**REQUIREMENT**:
Within the listing below, show every line that contains the word "above".

**DATASET**:
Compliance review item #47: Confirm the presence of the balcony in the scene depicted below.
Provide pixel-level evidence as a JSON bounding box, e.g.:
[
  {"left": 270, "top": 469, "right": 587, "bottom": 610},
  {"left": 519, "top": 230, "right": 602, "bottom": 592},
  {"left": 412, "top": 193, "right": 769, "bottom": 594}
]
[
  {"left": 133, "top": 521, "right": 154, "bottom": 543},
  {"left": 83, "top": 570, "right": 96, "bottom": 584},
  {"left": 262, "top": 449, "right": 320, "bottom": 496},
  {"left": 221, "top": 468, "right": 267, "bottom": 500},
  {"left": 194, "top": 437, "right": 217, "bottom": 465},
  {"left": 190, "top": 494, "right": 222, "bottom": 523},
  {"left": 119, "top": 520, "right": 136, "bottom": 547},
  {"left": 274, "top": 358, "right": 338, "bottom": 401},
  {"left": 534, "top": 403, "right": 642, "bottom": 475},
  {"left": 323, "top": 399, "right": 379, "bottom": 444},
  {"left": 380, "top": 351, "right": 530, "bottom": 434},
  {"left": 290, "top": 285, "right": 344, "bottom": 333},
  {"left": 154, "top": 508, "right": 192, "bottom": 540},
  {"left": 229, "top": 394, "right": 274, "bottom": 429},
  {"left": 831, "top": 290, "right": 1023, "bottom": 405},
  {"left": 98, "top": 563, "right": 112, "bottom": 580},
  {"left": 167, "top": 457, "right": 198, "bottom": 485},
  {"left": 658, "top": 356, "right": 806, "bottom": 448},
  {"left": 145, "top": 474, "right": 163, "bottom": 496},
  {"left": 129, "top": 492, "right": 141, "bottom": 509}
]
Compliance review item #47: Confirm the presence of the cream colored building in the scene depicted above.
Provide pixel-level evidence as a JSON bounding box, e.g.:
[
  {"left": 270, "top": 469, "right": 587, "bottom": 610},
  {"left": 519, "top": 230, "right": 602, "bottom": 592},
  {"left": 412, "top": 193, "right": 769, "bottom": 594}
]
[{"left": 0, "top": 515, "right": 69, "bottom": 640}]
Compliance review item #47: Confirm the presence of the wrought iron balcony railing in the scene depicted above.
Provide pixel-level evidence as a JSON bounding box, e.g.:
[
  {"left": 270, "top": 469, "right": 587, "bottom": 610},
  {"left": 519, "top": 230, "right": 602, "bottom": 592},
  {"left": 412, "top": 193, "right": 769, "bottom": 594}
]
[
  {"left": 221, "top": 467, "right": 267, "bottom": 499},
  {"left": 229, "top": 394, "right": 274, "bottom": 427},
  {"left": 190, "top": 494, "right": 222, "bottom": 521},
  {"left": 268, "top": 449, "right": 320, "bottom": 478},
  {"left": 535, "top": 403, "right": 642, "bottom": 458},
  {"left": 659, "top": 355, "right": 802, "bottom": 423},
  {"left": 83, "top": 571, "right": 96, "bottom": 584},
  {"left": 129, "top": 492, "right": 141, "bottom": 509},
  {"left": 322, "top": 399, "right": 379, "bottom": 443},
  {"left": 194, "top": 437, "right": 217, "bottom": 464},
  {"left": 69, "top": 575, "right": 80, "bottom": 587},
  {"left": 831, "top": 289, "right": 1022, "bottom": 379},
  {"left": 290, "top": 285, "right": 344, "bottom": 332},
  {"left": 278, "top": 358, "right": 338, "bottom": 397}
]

**RESULT FOR THIS TASK**:
Compliance review item #47: Confirm the presence of the cream colored building in the scene depicted above.
Compliance review item #47: Confirm the presence of the wrought iron balcony railing in the scene depicted above.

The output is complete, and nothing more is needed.